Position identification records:
____
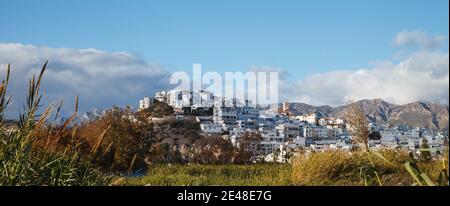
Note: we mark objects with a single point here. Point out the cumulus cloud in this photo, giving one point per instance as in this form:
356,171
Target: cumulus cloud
101,79
423,76
418,38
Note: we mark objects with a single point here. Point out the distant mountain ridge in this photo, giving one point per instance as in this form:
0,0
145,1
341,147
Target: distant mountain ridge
417,114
____
Your task:
Render the data from the line containing "out the distant" through the end, inclusive, as a numbered list, leaving out any blank lines.

Solution to the problem:
1. Note: we mark objects with a single point here. Point out the distant mountain ridge in this photo, giving one point per instance as in this form:
2. 0,0
3. 145,1
4. 341,147
5. Target: distant mountain ridge
6. 417,114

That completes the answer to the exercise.